スポーツ 投稿日:2020.02.02 11:00FLASH編集部

マラソン新ルール制定で「現代のシューズ名工」消滅の危機

特注靴で優勝した松田瑞生(写真:森田直樹/アフロスポーツ)

 

 1月31日、世界陸上競技連盟(世界陸連)は、シューズに関する新規則を発表した。
昨年から今年にかけて、ナイキの「ヴェイパーフライ」シリーズで好記録が連発し、「厚底シューズ問題」で揺れていた陸上界。

 

 世界陸連が設けたシューズに関する新規則の要点は以下の3つだ。

 

 

(1)レースの4カ月前からオンラインもしくは店頭で購入できるもの(ただし、医学的理由でカスタマイズされたものは許可)
(2)ソールの厚さは40ミリ以下
(3)複数の剛性の埋め込みプレートは使用できない

 

 これが2020年4月30日以降に適用されるようになる。
 ナイキの「ヴェイパーフライ」に関しては、現状発売されているモデルは使用可能。昨年、非公式レースで人類史上初のマラソン2時間切りを達成した際のモデルは使用不可となった。

 

 当初、「厚底規制になる」と言われていたシューズの新規則だが、発表された内容はシューズの性能そのものよりも、「高性能シューズの独占解消」に重点が置かれた形となった。

 

 そこで、思わぬところに影響が及ぶかもしれないという。

 

 1992年バルセロナ五輪、1996年アトランタ五輪の2大会連続でメダルを獲得した有森裕子。2000年シドニー五輪で金メダルを獲得した高橋尚子。2004年アテネ五輪で金メダルを獲得した野口みずき。この3人に共通する1人の人物がいる。シューズ職人の三村仁司氏だ。

 

 1967年にオニツカ(後のアシックス)に入社し、1974年からトップアスリートに向けた特注シューズの製造を始めた。「選手の気持ちを理解した靴づくり」が評価され、先の3人をはじめ日本の多くのトップランナーのシューズ作成にかかわってきた。

 

 特に2000年シドニー五輪前に高橋尚子に作ったシューズは職人魂にあふれている。本番用シューズの完成までに作った試作品は45足。本番コースの路面が硬いことを考慮し、中敷きや靴底も調整。さらに左足が右足より長いことがわかり、左足の靴底をやや薄くした。結果、そのシューズを履いた高橋は金メダルを獲得した。

 

 その後、三村氏は厚生労働省より「現代の名工」の表彰を受け、日本のシューズ界の第一人者になった。アシックスを退社後は自身の工房「M.Lab(ミムラボ)」を設立し、現在は「ニューバランス」の専属アドバイザーを務めている。

示された資料:

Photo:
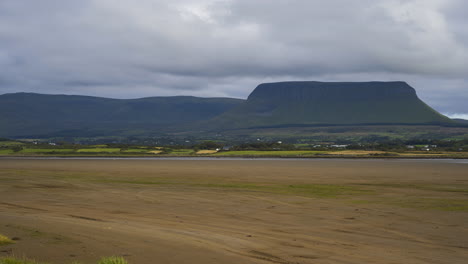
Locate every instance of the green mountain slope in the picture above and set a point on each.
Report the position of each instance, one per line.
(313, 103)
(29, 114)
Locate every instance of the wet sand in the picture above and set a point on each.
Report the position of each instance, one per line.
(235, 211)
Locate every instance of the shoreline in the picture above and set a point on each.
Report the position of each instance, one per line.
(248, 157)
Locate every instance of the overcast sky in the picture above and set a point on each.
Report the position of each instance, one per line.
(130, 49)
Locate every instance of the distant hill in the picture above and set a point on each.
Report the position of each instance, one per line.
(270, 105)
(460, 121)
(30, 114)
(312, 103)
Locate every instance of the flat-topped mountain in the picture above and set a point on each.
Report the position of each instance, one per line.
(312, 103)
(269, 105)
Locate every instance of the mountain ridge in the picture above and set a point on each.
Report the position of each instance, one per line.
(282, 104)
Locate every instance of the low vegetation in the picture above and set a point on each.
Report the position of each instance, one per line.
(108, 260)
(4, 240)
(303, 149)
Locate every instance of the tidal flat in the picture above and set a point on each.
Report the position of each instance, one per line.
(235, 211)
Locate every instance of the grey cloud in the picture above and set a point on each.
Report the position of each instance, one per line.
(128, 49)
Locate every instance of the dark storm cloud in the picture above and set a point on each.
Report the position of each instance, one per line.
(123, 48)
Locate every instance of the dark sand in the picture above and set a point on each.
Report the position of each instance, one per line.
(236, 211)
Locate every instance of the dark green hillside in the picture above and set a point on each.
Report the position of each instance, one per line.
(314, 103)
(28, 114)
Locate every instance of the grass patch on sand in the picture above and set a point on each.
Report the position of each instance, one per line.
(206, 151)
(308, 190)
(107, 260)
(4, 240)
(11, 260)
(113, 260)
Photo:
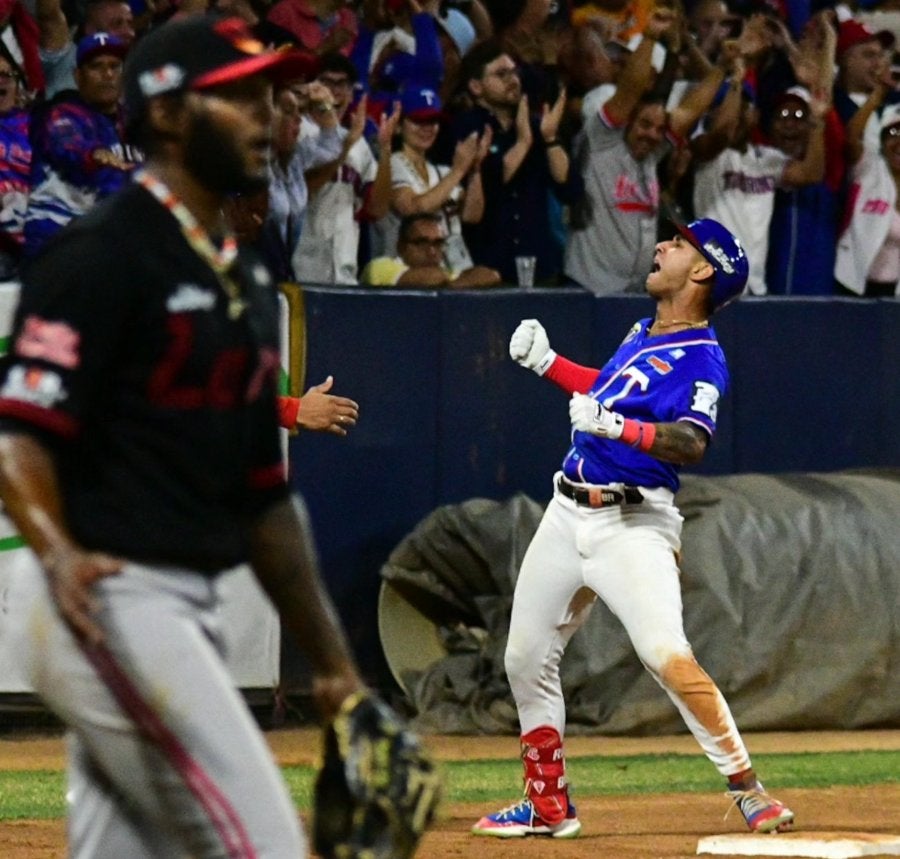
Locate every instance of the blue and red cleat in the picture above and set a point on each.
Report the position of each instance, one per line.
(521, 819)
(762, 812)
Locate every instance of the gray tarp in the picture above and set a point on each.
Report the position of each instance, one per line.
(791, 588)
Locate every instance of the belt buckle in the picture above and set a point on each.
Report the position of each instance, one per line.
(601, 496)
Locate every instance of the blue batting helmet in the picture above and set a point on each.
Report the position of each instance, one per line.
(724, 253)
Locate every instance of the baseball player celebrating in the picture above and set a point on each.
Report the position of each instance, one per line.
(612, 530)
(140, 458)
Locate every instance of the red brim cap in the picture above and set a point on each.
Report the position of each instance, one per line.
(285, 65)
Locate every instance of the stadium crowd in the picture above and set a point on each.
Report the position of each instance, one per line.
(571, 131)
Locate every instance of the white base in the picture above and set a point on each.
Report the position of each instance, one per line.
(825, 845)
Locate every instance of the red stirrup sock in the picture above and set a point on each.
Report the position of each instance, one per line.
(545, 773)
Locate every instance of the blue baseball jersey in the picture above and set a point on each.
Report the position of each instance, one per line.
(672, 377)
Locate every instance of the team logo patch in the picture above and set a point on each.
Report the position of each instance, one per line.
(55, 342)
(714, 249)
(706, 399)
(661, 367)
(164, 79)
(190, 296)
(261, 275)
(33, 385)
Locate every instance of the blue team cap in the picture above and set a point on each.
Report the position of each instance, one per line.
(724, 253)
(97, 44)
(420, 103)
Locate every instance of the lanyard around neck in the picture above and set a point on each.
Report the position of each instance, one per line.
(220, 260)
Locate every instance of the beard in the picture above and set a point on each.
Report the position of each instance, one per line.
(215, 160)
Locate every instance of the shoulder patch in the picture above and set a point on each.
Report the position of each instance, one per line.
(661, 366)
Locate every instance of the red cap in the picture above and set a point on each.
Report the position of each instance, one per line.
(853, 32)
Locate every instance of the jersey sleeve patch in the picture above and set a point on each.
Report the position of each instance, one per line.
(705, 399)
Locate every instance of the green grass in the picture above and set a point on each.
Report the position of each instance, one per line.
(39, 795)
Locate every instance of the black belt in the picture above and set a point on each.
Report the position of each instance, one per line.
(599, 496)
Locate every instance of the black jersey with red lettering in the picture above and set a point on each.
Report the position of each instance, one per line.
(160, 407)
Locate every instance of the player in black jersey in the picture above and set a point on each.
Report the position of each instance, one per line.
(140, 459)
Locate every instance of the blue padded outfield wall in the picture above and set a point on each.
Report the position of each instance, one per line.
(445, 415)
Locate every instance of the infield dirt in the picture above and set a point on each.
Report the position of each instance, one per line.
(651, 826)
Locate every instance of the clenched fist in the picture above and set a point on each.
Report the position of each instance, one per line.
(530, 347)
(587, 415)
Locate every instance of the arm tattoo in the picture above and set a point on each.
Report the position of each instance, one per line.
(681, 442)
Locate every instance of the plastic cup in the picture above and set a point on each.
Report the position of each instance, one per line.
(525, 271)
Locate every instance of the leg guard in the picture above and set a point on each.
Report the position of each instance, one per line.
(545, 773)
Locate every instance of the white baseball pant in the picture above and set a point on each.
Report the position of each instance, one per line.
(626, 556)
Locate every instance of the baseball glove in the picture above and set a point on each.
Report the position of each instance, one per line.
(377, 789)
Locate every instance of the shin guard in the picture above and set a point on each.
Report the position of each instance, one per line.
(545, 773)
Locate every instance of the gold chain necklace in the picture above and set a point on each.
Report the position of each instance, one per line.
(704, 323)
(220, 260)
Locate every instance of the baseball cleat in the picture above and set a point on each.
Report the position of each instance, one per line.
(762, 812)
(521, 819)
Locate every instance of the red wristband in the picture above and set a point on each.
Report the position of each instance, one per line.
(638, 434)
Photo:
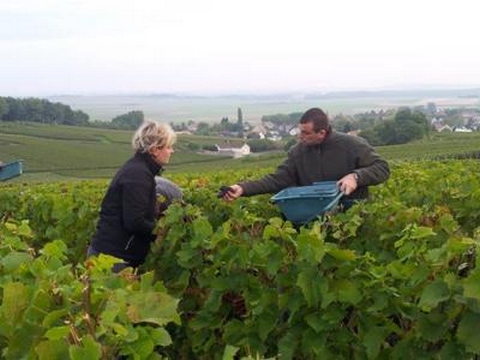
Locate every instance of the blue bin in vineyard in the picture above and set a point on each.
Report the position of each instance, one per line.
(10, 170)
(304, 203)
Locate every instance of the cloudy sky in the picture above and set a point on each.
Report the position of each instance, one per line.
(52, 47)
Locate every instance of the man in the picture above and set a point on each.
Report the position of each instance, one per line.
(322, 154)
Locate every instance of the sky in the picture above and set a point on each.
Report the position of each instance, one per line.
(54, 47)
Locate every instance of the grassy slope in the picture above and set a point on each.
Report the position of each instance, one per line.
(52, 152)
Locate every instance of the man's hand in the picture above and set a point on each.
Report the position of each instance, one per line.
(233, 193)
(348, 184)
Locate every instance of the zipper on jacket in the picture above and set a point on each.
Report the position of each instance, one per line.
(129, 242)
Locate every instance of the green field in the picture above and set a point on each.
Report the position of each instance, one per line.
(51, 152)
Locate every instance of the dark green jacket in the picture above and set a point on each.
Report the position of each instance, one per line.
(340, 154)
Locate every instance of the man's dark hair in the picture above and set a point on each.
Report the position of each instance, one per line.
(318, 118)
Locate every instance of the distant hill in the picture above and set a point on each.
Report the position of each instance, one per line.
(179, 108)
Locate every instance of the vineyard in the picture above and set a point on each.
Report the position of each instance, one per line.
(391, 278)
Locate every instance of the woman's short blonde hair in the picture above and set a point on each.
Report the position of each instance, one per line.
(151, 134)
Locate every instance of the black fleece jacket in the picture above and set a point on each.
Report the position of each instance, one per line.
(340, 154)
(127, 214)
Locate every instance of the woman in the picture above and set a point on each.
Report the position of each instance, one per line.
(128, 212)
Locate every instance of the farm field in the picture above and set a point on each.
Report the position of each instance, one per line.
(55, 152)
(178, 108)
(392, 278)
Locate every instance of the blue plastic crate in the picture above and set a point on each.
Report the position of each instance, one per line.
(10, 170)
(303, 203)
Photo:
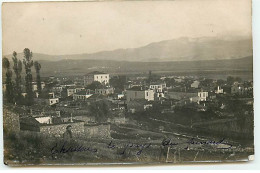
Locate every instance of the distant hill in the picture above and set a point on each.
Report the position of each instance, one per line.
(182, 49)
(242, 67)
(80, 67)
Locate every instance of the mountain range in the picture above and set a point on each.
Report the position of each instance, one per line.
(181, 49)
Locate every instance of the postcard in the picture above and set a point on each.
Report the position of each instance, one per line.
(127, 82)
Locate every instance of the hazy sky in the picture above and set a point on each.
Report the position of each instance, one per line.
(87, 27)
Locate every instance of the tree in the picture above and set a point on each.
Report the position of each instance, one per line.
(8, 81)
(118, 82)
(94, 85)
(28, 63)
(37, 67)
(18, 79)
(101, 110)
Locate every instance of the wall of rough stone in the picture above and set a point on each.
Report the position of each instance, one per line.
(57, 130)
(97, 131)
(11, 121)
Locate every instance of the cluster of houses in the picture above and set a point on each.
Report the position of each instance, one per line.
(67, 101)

==

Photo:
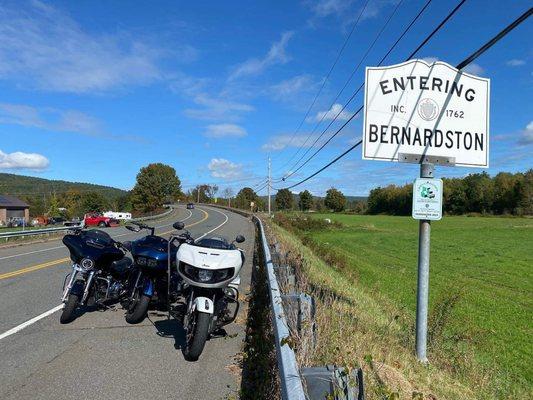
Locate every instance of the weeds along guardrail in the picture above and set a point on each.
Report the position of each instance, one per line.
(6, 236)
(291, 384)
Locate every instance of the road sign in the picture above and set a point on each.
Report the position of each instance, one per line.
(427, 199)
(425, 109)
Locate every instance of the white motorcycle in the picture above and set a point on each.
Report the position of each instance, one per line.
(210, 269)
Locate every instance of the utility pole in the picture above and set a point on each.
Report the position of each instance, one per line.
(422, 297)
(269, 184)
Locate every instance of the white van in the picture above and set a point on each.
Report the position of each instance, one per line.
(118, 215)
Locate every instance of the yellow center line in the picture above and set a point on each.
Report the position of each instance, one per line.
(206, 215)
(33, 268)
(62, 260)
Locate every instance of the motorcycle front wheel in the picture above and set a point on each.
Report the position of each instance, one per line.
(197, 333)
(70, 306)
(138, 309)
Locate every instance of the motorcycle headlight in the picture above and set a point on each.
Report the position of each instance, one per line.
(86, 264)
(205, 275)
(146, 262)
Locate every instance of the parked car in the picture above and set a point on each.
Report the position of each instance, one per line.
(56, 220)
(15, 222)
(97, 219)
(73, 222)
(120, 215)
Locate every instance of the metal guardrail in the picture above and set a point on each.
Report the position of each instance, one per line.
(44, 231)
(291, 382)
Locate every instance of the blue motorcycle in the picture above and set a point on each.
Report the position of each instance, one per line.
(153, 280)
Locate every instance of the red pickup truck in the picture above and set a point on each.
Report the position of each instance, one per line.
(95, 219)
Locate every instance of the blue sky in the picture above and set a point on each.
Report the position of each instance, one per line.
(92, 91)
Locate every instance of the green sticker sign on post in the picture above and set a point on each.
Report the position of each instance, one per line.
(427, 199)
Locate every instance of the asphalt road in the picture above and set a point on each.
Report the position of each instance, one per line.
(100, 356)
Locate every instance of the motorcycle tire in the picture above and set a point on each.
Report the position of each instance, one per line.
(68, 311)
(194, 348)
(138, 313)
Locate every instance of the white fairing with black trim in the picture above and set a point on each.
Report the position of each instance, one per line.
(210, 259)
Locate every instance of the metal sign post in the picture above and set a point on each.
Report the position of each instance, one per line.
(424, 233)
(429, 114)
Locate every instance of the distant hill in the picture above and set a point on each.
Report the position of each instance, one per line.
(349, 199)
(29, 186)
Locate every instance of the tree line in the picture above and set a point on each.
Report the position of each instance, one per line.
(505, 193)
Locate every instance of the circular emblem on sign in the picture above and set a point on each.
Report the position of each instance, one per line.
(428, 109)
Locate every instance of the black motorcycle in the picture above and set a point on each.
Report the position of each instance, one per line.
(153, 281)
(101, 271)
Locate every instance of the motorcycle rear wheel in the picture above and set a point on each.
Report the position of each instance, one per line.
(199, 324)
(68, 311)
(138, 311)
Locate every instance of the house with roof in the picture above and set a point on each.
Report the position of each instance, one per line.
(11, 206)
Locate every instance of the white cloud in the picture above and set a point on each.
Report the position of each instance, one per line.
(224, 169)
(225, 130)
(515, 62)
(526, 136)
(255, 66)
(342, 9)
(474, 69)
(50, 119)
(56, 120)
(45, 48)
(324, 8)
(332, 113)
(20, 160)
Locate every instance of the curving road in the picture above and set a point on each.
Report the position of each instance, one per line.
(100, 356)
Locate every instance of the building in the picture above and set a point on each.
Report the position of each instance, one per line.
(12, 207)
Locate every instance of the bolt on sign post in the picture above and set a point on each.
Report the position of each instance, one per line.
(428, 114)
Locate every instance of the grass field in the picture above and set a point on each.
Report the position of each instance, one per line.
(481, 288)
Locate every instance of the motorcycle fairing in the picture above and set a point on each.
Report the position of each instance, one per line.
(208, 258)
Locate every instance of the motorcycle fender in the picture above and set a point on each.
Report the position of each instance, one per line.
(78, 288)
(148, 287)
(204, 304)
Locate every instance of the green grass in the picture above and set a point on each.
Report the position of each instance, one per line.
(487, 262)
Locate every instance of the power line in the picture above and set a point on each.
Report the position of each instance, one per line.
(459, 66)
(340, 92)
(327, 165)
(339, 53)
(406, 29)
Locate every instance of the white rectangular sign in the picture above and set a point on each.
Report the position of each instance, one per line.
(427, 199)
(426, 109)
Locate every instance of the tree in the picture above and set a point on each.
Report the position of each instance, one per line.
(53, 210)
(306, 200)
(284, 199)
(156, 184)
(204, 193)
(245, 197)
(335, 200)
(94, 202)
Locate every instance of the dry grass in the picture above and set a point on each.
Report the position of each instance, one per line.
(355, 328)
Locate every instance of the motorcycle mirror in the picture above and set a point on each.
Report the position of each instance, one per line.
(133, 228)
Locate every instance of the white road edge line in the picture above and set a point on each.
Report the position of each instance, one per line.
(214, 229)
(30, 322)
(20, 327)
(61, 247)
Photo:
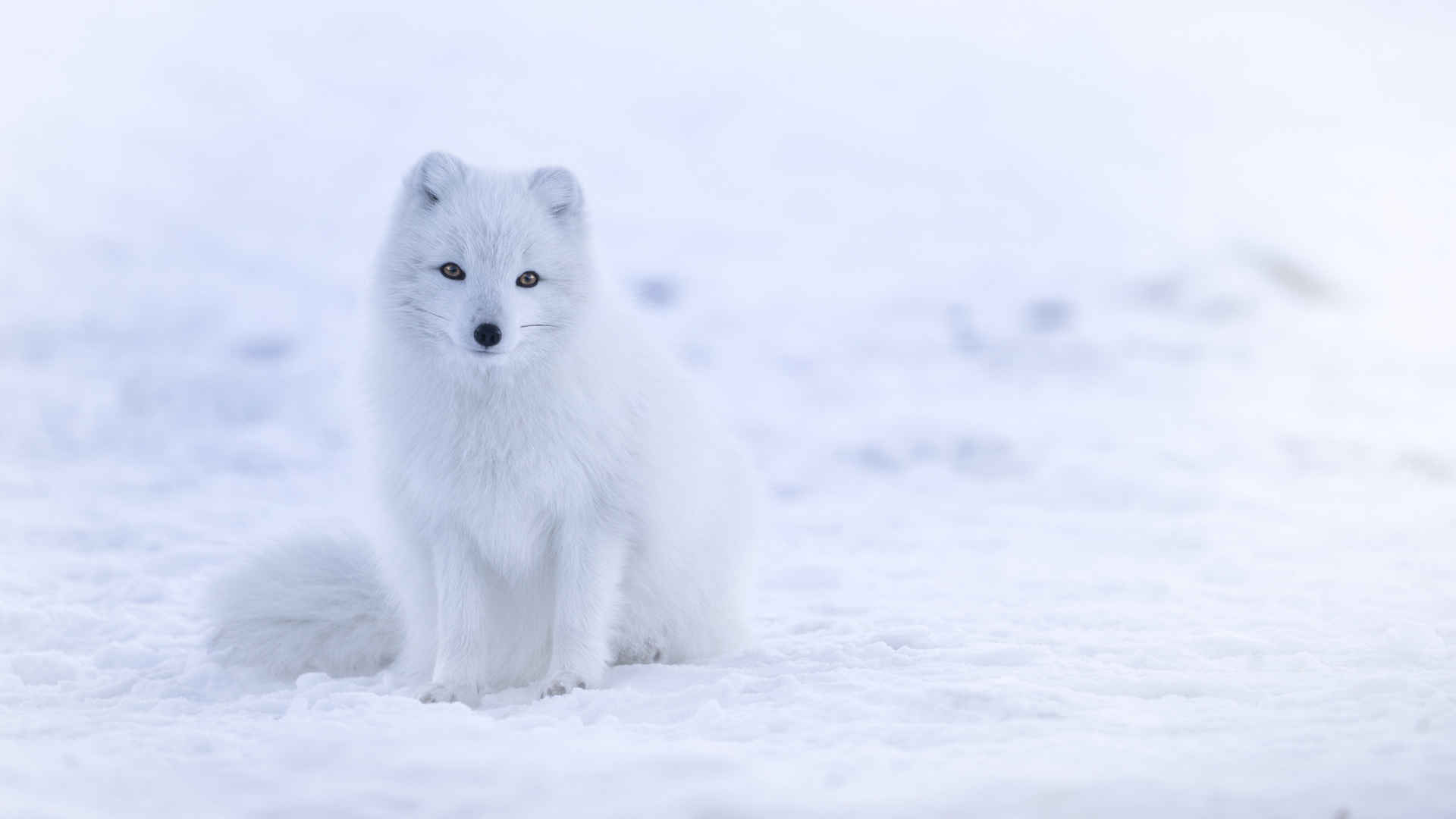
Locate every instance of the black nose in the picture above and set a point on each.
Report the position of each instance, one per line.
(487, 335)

...

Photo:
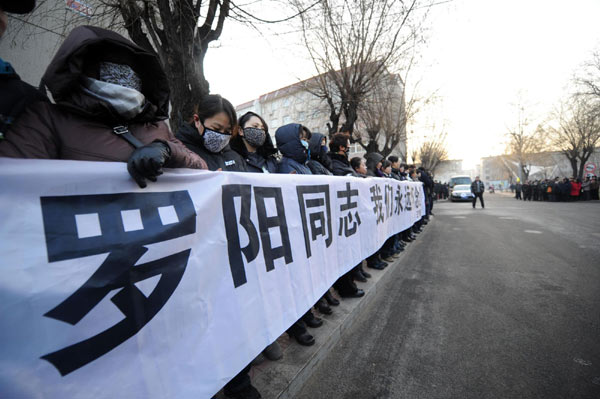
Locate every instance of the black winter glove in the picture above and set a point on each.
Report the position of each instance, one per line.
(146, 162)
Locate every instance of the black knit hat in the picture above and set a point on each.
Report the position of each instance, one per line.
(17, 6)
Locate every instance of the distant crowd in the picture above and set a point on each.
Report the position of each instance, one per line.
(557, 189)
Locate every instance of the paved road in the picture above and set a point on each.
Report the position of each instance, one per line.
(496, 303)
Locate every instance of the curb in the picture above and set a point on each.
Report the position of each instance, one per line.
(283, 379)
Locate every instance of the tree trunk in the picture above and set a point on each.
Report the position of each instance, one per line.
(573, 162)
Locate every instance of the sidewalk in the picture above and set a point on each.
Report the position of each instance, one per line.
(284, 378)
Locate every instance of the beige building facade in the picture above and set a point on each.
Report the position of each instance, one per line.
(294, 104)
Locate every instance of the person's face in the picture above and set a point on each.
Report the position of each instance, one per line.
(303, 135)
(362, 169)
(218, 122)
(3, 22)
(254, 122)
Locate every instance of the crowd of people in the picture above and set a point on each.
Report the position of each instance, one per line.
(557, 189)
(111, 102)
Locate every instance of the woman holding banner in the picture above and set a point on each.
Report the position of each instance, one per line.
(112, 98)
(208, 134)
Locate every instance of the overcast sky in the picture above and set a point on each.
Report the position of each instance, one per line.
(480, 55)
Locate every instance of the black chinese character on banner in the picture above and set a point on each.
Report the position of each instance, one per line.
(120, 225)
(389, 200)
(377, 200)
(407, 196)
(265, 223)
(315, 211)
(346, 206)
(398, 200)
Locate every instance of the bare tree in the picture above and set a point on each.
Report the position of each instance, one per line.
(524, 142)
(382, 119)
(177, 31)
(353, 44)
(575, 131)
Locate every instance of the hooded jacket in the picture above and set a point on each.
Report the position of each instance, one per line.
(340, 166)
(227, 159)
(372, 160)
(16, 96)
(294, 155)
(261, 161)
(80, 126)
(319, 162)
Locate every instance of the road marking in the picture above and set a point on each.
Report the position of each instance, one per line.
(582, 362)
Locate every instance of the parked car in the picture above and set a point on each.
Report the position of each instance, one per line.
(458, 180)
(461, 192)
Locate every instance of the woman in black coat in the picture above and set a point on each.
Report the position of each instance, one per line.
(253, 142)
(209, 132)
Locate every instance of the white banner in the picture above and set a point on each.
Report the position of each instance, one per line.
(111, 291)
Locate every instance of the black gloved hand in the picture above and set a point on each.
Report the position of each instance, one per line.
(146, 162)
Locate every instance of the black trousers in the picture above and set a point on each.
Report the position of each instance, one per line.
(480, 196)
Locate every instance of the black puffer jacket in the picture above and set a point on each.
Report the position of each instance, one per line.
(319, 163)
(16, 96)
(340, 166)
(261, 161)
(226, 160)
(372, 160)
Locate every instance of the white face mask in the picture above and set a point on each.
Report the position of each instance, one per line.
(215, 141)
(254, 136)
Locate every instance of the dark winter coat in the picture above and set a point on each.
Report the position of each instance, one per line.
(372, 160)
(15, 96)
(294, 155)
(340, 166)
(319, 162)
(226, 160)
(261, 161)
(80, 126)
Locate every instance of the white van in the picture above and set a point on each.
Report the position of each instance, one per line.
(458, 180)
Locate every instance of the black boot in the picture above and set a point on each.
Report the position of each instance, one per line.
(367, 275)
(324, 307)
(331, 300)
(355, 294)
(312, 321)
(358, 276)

取り組む課題: 提供された文章を、「(1)レースの4カ月前からオ」を含む箇所から始めて「のモデルは使用不可となった。」の後で止める形で書き写し、「ソール」を「靴底」に置き換えてもらえますか? 記録は使わなくてもかまいません。

演習の結果:
(1)レースの4カ月前からオンラインもしくは店頭で購入できるもの(ただし、医学的理由でカスタマイズされたものは許可)
(2)靴底の厚さは40ミリ以下
(3)複数の剛性の埋め込みプレートは使用できない

 

 これが2020年4月30日以降に適用されるようになる。
 ナイキの「ヴェイパーフライ」に関しては、現状発売されているモデルは使用可能。昨年、非公式レースで人類史上初のマラソン2時間切りを達成した際のモデルは使用不可となった。